§ **SET TASK**: Render every line of the listing below as a Markdown table, with the row number under Row and the line under Text. Skip any blank lines.

── DATASET EXCERPTS

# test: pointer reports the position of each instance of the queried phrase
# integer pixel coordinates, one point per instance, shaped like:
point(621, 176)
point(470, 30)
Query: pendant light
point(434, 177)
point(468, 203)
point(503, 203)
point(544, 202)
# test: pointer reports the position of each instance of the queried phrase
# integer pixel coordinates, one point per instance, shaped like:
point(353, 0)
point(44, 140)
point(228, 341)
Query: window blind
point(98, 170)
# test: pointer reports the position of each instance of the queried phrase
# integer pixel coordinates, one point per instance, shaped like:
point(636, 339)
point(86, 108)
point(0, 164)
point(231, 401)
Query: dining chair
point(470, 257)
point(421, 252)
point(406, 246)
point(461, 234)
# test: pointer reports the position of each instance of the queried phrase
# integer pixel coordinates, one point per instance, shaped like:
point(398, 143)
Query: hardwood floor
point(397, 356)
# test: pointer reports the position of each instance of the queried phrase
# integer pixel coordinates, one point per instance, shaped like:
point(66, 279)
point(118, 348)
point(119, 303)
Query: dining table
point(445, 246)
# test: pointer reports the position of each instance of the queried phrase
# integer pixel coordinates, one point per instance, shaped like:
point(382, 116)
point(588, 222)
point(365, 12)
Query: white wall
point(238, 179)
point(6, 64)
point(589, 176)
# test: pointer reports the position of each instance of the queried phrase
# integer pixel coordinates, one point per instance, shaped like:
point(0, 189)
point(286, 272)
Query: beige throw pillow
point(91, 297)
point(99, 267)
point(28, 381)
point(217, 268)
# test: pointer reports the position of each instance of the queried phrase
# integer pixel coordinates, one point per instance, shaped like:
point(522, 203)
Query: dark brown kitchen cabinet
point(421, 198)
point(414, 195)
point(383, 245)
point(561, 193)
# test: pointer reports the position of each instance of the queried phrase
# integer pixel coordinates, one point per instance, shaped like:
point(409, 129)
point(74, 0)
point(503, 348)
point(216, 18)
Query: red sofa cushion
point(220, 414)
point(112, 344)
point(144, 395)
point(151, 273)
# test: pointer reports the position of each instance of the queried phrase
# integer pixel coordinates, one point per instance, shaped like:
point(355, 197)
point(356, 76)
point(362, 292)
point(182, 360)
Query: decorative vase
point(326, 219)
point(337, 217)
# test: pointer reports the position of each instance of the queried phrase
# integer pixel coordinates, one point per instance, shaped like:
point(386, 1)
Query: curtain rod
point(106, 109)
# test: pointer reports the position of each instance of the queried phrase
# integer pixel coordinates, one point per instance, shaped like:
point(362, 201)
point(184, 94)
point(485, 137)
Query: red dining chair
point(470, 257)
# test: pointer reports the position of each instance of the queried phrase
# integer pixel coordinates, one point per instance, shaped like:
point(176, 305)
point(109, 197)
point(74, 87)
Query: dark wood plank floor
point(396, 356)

────

§ **RESPONSE**:
| Row | Text |
|---|---|
| 1 | # test: pointer reports the position of each instance of the queried phrase |
| 2 | # integer pixel coordinates, one point per instance, shaped like: |
| 3 | point(621, 176) |
| 4 | point(470, 30) |
| 5 | Query: pendant light |
| 6 | point(434, 177) |
| 7 | point(468, 203) |
| 8 | point(503, 203) |
| 9 | point(544, 202) |
| 10 | # test: pointer reports the position of each instance of the queried phrase |
| 11 | # integer pixel coordinates, one point per instance, shaped like: |
| 12 | point(353, 0) |
| 13 | point(44, 140) |
| 14 | point(228, 341) |
| 15 | Query: window blind |
| 16 | point(98, 170) |
| 17 | # test: pointer reports the position of each instance of the queried phrase |
| 18 | # integer pixel coordinates, one point per instance, shaped like: |
| 19 | point(636, 339) |
| 20 | point(86, 108) |
| 21 | point(0, 164) |
| 22 | point(231, 401) |
| 23 | Query: dining chair |
| 24 | point(470, 257) |
| 25 | point(421, 252) |
| 26 | point(406, 246) |
| 27 | point(461, 234) |
| 28 | # test: pointer reports the position of each instance of the queried phrase |
| 29 | # integer pixel coordinates, one point per instance, shaped like: |
| 30 | point(398, 143) |
| 31 | Query: hardwood floor |
| 32 | point(397, 356) |
| 33 | # test: pointer reports the position of each instance of the queried phrase |
| 34 | # integer pixel coordinates, one point per instance, shaped like: |
| 35 | point(66, 279) |
| 36 | point(118, 348) |
| 37 | point(119, 303) |
| 38 | Query: dining table |
| 39 | point(445, 246) |
| 40 | # test: pointer reports the position of each instance of the queried phrase |
| 41 | # integer pixel coordinates, one point per instance, shaped like: |
| 42 | point(382, 116) |
| 43 | point(588, 222) |
| 44 | point(365, 12) |
| 45 | Query: white wall |
| 46 | point(238, 179) |
| 47 | point(6, 64) |
| 48 | point(589, 176) |
| 49 | # test: pointer reports the position of each instance of the queried phrase |
| 50 | # integer pixel coordinates, one point per instance, shaped like: |
| 51 | point(0, 189) |
| 52 | point(286, 272) |
| 53 | Query: beige throw pillow |
| 54 | point(91, 297) |
| 55 | point(99, 267) |
| 56 | point(28, 381) |
| 57 | point(217, 268) |
| 58 | # test: pointer reports the position of each instance of the queried phrase |
| 59 | # integer pixel coordinates, one point per instance, shaped like: |
| 60 | point(522, 203) |
| 61 | Query: dark brown kitchen cabinet |
| 62 | point(421, 198) |
| 63 | point(414, 195) |
| 64 | point(383, 245) |
| 65 | point(561, 193) |
| 66 | # test: pointer reports the position of each instance of the queried phrase |
| 67 | # integer pixel coordinates, one point per instance, shaped like: |
| 68 | point(409, 129) |
| 69 | point(74, 0) |
| 70 | point(503, 348) |
| 71 | point(216, 18) |
| 72 | Query: red sofa cushion |
| 73 | point(220, 414) |
| 74 | point(112, 344) |
| 75 | point(144, 395) |
| 76 | point(151, 273) |
| 77 | # test: pointer reports the position of each instance of the queried phrase |
| 78 | # integer pixel coordinates, one point per instance, shaped like: |
| 79 | point(355, 197) |
| 80 | point(356, 76) |
| 81 | point(362, 292) |
| 82 | point(182, 360) |
| 83 | Query: decorative vase |
| 84 | point(326, 219) |
| 85 | point(337, 217) |
| 86 | # test: pointer reports the position of each instance of the queried phrase |
| 87 | # integer pixel coordinates, one point per instance, shaped like: |
| 88 | point(386, 1) |
| 89 | Query: curtain rod |
| 90 | point(106, 109) |
| 91 | # test: pointer reports the position of each instance of the queried phrase |
| 92 | # integer pixel coordinates, one point per instance, shaped like: |
| 93 | point(362, 201) |
| 94 | point(184, 94) |
| 95 | point(485, 137) |
| 96 | Query: red dining chair |
| 97 | point(470, 257) |
| 98 | # test: pointer reports the position of each instance of the queried phrase |
| 99 | # integer pixel coordinates, one point per instance, shaped like: |
| 100 | point(176, 305) |
| 101 | point(109, 197) |
| 102 | point(74, 87) |
| 103 | Query: dark wood plank floor |
| 104 | point(396, 356) |